▸ Passage to read
5 Observations of first cores and the youngest protostars

Millimeter interferometers such as ALMA probe the youngest embedded objects, unearthing compact sources that are challenging to interpret. These tend to be categorised as either ‘starless cores’ (dense prestellar cores without a compact central object), first core candidates or Class 0 protostars. After second collapse, the second core evolves very quickly into what would be categorised as a Class 0 source so is not an observable object in its own right.

5.1 Candidate first cores

Table 2 lists the 13 candidate first cores and their main characteristics. Although some of these have already been refuted, they are included because there are recent mentions in the literature that still consider them candidates.

TABLE 2. Features of observed candidate first cores from the literature. References are given in the notes below.

A couple of former candidates (CB17 MMS and L1448 IRS 2E) were identified due to the presence of outflows and weak continuum detections at 1.3 mm. However, no compact continuum emission was detected in which means there is no compact object, first core or protostar, at that location and they are ‘starless cores’ (Maureira et al. 2020; Spear et al. 2021). As first cores are fully optically thick objects, with adequate sensitivity and resolution we would always expect to detect a compact source at millimeter wavelengths. The complex density structures of star forming regions can deflect outflows such that their origin is not always obvious. For these candidates, the outflows were later found to be driven by nearby protostars. Conversely, other former candidates were identified due to the lack of outflow associated with a faint continuum source. These, such as Cha-MM1, were subsequently rejected when an extended outflow was detected (Busch et al. 2020).

Among the observations of first core candidates, Fujishiro et al. (2020) and Maureira et al. (2020) demonstrate the application of molecular line observations with ALMA to characterising pre-and protostellar sources. Candidate Per-bolo 58 is rejected because the bright H¹³CO⁺(1–0) emission extends around 1,000 au across the centre of the source, indicating a large warm region within the core heated by a central protostar (Maureira et al., 2020). If the source contained a first core, the warm region where carbon-bearing molecules can be released into the gas phase after being frozen out would be far smaller. In contrast, in Per-bolo 45 the H¹³CO⁺(1–0) emission is much fainter in a region within 1,000 au of the central source which indicates that the central region is cold enough for carbon-bearing molecules such as CO to freeze out onto dust grains (Maureira et al., 2020). Hence, Per-bolo 45 is very unlikely to have evolved beyond the first core stage.

▸ Exercise instructions
**A.** Answer each question from the passage on first cores.
(i) How many candidate first cores are listed in Table 2?
(ii) Which former candidate was rejected once an extended outflow was detected?
(iii) About how far does the bright H¹³CO⁺(1–0) emission extend across the centre of Per-bolo 58?
**B.** Reproduce the passage on first cores word for word, starting at the words "5.1 Candidate first" and stopping after the words "consider them candidates.".

▸ Items
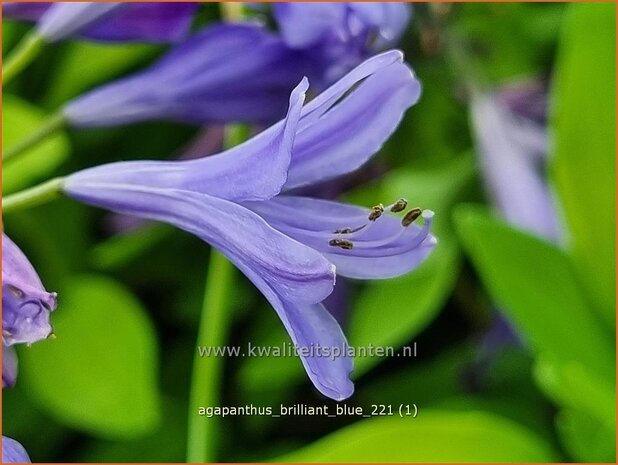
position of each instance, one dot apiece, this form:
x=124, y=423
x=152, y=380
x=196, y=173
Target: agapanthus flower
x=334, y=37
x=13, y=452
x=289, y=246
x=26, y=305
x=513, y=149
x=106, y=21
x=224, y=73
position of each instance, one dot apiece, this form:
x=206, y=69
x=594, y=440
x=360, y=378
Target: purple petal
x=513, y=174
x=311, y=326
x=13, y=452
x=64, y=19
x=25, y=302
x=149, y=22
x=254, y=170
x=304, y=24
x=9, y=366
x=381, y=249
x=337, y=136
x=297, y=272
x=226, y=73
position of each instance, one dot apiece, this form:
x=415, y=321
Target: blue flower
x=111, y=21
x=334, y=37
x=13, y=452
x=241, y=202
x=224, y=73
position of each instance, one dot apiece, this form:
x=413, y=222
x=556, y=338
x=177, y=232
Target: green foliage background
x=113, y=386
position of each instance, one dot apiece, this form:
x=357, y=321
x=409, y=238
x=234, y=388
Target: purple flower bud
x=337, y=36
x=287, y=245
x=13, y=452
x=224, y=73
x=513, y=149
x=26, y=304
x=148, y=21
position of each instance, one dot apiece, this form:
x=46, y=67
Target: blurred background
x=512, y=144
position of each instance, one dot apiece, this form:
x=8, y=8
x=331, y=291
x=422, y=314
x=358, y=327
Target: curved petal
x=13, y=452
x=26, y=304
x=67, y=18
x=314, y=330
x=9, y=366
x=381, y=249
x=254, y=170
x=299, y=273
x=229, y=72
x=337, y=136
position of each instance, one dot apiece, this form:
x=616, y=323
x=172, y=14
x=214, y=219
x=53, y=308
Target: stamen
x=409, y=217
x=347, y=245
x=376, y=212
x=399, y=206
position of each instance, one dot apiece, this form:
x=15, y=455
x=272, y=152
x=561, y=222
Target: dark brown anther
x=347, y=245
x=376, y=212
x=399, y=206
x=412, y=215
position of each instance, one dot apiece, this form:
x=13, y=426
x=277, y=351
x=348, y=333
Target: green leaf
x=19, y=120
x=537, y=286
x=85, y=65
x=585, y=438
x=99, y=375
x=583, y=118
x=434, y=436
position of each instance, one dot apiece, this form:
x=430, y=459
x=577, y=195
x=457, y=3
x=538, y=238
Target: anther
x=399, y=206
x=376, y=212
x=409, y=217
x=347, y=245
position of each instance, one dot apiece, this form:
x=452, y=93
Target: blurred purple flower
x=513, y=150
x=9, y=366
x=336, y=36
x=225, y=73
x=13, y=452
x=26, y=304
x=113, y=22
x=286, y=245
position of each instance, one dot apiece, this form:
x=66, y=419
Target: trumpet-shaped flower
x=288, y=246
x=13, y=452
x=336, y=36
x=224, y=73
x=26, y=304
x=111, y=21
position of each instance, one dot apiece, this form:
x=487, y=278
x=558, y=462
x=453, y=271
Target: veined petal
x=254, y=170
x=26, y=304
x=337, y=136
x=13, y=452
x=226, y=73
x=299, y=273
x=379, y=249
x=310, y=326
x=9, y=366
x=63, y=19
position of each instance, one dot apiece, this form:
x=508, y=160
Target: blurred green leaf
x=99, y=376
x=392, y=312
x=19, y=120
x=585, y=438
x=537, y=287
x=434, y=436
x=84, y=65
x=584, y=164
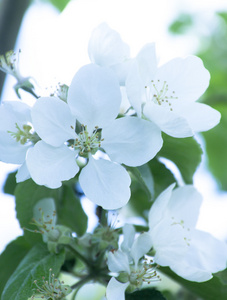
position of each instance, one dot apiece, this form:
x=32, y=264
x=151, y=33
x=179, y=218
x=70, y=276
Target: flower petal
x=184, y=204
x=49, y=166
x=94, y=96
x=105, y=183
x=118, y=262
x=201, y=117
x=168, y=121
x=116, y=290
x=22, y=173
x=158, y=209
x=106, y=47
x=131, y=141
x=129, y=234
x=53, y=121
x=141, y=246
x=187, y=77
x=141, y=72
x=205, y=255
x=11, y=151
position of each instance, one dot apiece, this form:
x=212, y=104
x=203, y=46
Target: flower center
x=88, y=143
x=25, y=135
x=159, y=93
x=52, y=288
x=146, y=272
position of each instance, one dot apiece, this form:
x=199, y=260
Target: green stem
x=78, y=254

==

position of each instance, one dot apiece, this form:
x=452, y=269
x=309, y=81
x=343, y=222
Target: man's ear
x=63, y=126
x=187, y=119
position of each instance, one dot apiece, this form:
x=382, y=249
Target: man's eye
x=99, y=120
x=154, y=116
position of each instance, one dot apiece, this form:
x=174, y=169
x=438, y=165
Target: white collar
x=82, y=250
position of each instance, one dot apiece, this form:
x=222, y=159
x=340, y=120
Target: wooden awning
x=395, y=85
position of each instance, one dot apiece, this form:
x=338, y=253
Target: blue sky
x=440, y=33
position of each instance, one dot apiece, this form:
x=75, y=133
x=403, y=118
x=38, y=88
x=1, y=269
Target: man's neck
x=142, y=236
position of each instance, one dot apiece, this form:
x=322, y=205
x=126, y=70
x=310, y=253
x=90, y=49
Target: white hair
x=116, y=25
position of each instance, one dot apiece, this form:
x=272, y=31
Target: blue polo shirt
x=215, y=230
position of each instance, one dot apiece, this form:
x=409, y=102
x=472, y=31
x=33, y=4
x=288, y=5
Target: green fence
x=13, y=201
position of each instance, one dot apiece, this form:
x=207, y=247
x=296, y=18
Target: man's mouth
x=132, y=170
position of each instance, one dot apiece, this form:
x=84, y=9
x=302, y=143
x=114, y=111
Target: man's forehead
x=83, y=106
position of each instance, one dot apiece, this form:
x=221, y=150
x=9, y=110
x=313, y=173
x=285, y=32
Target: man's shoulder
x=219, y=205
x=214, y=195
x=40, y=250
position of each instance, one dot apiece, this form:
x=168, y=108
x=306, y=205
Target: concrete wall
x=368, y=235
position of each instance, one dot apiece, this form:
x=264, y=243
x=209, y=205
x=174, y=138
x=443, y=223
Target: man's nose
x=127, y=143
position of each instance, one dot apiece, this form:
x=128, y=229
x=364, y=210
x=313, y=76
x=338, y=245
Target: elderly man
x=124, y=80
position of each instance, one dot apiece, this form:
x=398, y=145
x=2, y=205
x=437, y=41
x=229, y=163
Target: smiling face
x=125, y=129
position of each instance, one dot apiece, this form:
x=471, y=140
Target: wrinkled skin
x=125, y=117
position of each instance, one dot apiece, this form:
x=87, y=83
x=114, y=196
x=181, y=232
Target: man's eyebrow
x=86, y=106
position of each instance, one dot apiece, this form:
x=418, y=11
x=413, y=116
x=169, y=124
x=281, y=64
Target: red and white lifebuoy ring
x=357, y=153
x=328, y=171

▸ Task-by-task solutions
**A.**
(i) 13
(ii) Cha-MM1
(iii) Around 1,000 au

**B.**
5.1 Candidate first cores

Table 2 lists the 13 candidate first cores and their main characteristics. Although some of these have already been refuted, they are included because there are recent mentions in the literature that still consider them candidates.